Galerie photo © Gregory Batardon

La soirée opère un twist formel radical après l’entracte avec Loin de Sidi Larbi Cherkaoui, créé en 2005 pour le Ballet du Grand Théâtre de Genève. Pièce complexe qui mélange adroitement une douceur onirique caractéristique du chorégraphe belge et un humour facétieux nourri par les expériences personnelles de ses interprètes. Dans un décor signé Wim Van de Cappelle qui fait cohabiter évocations mauresques et voiles mouvants, Sidi Larbi Cherkaoui nous emmène dans un voyage initiatique qui s’ouvre sur une série de face-à-face où des couples de danseurs front contre front semblent échanger leurs énergies jusqu’à ce que le mouvement s’élargisse dans un jeu de bras, de mains, de coudes installant une intimité charnelle presque érotique. Isabelle Lhoas a dessiné un costume pour chacune et chacun empruntant à différents univers et notamment à celui des arts martiaux avec des pantalons démesurément larges. Sidi Larbi Cherkaoui nous conduit subrepticement vers l’Orient qui le fascine. Loin se déploie dans une phrase chorégraphique quasi ininterrompue conduisant les danseurs vers une chute amortie, sans violence avant que les corps roulent sur eux-mêmes. Il y insère des duos impeccables qui n’abdiquent jamais la recherche de la beauté des lignes et une constante fluidité malgré leurs portés acrobatiques.

+++++

▶ Consignes:
1: Répondez aux questions suivantes sur l'extrait consacré à Loin.
(a) En quelle année et pour quelle compagnie la pièce a-t-elle été créée ?
(b) Qui signe le décor ?
(c) À quel univers les costumes d'Isabelle Lhoas empruntent-ils notamment, et par quel vêtement ?
2: Poursuivez l'extrait consacré à Loin après sa dernière phrase.

+++++

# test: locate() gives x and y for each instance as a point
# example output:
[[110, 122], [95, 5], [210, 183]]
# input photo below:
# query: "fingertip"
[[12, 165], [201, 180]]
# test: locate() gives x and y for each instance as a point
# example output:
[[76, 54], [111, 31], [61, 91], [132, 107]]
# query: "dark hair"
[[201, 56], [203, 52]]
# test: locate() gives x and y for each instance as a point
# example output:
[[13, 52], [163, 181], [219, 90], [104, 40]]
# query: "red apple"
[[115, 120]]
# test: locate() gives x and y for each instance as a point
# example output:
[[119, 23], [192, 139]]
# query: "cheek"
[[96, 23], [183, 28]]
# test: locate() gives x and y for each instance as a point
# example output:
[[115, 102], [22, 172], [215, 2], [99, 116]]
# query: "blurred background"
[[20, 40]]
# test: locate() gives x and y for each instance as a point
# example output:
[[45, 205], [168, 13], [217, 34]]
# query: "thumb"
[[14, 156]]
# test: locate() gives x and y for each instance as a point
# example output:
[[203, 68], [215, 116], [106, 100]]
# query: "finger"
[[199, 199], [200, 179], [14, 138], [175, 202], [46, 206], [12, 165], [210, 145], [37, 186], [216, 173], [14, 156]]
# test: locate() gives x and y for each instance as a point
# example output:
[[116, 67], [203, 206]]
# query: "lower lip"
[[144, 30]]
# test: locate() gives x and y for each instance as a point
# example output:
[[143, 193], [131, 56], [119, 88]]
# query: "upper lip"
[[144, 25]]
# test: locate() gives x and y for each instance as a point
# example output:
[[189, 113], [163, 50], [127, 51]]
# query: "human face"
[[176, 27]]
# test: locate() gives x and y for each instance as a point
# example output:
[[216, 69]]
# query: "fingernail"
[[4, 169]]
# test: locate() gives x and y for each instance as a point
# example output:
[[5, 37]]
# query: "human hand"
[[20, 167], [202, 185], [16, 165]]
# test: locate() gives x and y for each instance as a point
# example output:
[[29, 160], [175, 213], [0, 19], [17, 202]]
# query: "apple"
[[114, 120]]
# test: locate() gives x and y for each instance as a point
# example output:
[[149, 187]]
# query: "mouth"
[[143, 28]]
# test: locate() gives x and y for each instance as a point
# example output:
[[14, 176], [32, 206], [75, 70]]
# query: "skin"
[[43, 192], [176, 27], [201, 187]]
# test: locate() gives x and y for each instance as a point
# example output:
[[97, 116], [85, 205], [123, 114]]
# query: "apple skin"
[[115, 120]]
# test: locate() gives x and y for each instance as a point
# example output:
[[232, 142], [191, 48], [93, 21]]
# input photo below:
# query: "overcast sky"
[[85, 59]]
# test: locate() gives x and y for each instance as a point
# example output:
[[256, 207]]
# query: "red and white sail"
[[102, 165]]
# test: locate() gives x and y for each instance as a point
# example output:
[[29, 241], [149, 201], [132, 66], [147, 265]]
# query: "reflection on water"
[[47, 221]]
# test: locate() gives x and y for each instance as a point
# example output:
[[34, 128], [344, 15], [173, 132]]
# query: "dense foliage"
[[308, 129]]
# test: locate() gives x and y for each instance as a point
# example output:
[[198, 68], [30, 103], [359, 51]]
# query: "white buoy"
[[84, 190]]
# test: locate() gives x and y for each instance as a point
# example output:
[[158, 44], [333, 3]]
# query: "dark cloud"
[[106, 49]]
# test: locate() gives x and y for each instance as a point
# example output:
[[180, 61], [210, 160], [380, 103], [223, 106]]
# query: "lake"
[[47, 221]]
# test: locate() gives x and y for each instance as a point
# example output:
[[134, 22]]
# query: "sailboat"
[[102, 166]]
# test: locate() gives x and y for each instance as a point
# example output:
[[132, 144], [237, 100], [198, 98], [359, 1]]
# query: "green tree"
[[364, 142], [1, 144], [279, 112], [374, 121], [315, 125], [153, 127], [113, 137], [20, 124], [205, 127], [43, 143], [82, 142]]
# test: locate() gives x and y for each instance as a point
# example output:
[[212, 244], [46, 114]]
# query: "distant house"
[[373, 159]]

+++++

▶ Réponses rédigées:
1:
(a) En 2005, pour le Ballet du Grand Théâtre de Genève.
(b) Wim Van de Cappelle.
(c) À l'univers des arts martiaux, avec des pantalons démesurément larges.

2:
Galerie photo de Gregory Batardon

Sidi Larbi Cherkaoui a choisi les Sonates du Mystère pour violon et basse du compositeur autrichien Heinrich Ignaz Franz Biber accentuant ainsi le décalage spatio-temporel entre une partition résolument baroque et un geste qui va puiser dans les cultures orientales et spécifiquement la Chine qui est l’un des grandes aventures existentielles de Sidi Larbi Cherkaoui. Cassant le récit de ce périple chorégraphique, les interprètes instillent des textes qui racontent les expériences vécues par les danseurs du Grand Théâtre de Genève lors d’une tournée en Chine. Choc des cultures désopilant où la troupe suisse croise sur scène des cafards géants et des chauve-souris, tout cela mimé avec précision. On repère là le souci de Sidi Larbi Cherkaoui de solliciter le réel pour en faire son miel chorégraphique. Puis survient une coda bouleversante menée par Zhani Lukaj qui après un solo tout en rondeur féline semble telle l’étrave d’un bateau emmener ses compagnons vers la destination finale de ce voyage intérieur.

Jean-Frédéric Saumont

Vu le 23 octobre 2025 à l’Opéra de Nice – jusqu’au 31 octobre 2025.

Distributions :

Nocturne
Chorégraphie : Juliano Nunes.
Décos et costumes : Youssef Hotait.

Loin (créé le 14 avril 2005 par le Ballet du Grand Théâtre de Genève).
Chorégraphie et mise en scène : Sidi Larbi Cherkaoui.
Musique : Heinrich Ignaz Franz Biber (Sonates du Mystère).
Scénographie : Wim Van de Cappelle.
Costumes : Isabelle Lhoas
         
Avec : Veronica Colombo, Zaloa Fabbrini, Ekaterina Oleynik, Zhani Lukaj, Théodore Nelson, Luis Valle, Julie Magnon Verdier, Llenia Vinci, Shigeyuki Kondo, Candela Almonacid, Lisa Bottet, Nina Martiarena, Noémie Meier, Virginia Meneguzzo, Merritt Moore, Madeleine Pastor, Bernadette Sinues, Andrea Canalicchio, Mingus De Swaan, Noah Dunlop, Ivan Maimone, Alessandro Pulitani, Guillermo Raya, Daniel Rodriguez, Thomas Rousse, Alejandro Silva.